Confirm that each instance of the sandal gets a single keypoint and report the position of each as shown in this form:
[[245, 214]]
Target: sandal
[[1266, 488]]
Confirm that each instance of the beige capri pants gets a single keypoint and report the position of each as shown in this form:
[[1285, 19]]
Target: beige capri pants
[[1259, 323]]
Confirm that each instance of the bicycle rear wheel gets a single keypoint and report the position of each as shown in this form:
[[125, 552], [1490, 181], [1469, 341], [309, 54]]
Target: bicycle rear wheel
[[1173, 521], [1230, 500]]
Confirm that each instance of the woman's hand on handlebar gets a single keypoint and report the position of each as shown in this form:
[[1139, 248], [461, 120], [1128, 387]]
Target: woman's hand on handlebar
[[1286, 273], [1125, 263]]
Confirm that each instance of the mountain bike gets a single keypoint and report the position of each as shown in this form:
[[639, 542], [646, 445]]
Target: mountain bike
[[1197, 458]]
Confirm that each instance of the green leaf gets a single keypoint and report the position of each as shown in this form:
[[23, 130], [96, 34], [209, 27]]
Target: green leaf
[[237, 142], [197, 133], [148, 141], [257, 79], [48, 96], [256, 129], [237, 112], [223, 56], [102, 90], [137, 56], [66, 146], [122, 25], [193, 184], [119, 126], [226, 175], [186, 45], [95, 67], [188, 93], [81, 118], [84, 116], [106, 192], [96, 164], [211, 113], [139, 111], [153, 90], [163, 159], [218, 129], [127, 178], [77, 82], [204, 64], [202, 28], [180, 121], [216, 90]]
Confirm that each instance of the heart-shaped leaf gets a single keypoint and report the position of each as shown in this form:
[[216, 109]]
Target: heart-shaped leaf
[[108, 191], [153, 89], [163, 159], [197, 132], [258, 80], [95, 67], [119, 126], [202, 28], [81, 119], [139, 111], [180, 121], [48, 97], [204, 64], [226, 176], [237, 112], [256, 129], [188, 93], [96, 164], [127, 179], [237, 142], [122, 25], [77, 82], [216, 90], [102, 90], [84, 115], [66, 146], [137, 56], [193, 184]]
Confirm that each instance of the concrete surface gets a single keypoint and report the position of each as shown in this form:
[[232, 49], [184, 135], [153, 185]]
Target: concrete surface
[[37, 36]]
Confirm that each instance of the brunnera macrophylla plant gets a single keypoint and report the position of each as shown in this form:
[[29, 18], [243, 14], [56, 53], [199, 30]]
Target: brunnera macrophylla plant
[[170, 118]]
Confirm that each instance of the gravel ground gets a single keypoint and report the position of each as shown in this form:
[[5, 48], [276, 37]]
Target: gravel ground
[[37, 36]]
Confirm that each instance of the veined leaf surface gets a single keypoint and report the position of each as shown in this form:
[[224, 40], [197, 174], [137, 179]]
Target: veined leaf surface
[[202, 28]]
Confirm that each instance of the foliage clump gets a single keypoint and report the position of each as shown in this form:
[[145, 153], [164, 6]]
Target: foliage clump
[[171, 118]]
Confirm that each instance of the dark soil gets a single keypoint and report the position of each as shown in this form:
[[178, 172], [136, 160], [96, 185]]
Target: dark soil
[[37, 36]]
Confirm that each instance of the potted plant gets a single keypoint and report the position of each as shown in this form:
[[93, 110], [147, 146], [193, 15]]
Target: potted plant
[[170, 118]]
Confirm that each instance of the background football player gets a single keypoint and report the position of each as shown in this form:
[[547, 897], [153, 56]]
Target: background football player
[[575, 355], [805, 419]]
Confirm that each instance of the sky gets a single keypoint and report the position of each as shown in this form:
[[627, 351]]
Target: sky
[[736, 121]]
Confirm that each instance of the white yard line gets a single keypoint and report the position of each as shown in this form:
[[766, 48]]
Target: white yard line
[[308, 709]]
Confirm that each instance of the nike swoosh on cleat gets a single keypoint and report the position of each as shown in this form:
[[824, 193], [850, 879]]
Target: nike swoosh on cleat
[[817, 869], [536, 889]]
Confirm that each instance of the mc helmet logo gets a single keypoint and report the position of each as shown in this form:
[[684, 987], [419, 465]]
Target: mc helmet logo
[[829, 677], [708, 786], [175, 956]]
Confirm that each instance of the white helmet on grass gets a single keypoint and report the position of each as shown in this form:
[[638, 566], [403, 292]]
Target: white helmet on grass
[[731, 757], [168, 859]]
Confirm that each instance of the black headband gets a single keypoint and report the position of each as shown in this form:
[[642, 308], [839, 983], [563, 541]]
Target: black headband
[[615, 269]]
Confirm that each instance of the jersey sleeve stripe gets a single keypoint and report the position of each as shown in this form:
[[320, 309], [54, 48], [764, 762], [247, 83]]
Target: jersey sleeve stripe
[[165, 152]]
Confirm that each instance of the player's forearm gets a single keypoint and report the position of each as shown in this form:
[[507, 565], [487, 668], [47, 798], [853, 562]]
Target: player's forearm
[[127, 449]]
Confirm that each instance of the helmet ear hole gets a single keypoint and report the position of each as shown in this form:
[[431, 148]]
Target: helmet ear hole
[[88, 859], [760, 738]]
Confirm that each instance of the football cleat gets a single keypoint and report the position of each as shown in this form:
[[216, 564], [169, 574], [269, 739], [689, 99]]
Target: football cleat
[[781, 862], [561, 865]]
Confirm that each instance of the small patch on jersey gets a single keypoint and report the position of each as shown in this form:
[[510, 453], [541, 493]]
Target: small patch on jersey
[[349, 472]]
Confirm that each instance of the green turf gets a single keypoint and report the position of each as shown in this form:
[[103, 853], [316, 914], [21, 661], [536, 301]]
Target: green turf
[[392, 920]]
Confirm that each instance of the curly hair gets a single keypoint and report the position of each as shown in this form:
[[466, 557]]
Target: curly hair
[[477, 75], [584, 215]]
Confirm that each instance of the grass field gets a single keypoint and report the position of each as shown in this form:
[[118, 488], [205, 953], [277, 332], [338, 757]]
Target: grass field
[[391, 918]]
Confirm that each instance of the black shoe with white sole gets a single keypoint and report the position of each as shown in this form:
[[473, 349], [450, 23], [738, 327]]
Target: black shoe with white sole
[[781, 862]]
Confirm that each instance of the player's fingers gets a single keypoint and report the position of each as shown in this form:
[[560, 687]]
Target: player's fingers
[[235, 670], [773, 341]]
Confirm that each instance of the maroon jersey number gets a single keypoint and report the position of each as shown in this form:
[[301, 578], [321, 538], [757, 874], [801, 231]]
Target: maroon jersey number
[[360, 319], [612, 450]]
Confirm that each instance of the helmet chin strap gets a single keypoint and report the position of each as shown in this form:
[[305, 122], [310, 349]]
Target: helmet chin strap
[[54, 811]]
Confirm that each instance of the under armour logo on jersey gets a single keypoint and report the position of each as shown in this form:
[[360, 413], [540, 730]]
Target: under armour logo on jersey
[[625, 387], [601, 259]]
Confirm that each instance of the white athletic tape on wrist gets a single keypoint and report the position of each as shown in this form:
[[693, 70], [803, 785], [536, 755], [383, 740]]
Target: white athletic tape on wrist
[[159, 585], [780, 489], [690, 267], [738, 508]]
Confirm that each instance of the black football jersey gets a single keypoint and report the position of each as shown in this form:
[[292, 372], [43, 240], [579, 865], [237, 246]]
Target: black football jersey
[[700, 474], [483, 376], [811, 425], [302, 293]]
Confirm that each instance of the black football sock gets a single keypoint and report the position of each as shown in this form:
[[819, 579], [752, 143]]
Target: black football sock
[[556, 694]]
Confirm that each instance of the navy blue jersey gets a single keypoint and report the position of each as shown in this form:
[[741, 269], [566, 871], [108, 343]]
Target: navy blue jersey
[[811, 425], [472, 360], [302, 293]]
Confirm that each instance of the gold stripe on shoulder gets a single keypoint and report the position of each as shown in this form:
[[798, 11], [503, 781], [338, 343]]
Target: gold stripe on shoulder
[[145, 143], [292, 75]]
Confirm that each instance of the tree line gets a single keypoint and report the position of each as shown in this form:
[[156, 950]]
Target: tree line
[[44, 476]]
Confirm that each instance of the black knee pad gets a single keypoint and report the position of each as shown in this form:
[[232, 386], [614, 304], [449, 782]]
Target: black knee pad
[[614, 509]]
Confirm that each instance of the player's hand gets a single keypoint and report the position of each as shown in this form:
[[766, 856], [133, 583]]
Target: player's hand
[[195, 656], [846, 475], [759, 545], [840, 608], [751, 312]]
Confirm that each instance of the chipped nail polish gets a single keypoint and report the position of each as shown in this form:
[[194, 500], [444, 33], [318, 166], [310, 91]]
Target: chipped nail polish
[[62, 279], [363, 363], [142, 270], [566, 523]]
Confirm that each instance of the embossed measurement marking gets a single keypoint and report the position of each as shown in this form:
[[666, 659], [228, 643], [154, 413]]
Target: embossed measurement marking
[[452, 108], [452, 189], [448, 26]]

- - - -

AIM -
Write out everything from the line with "Confirm that each instance of the background" down to the line with "[[575, 355], [805, 419]]" again, switching "football player" to "soccer player" and leaving everything else the same.

FULL ANSWER -
Confirm that each instance of the background soccer player gets a single keypoint and report the position of each as shown in this form:
[[547, 897], [153, 56]]
Target: background soccer player
[[575, 355], [805, 419]]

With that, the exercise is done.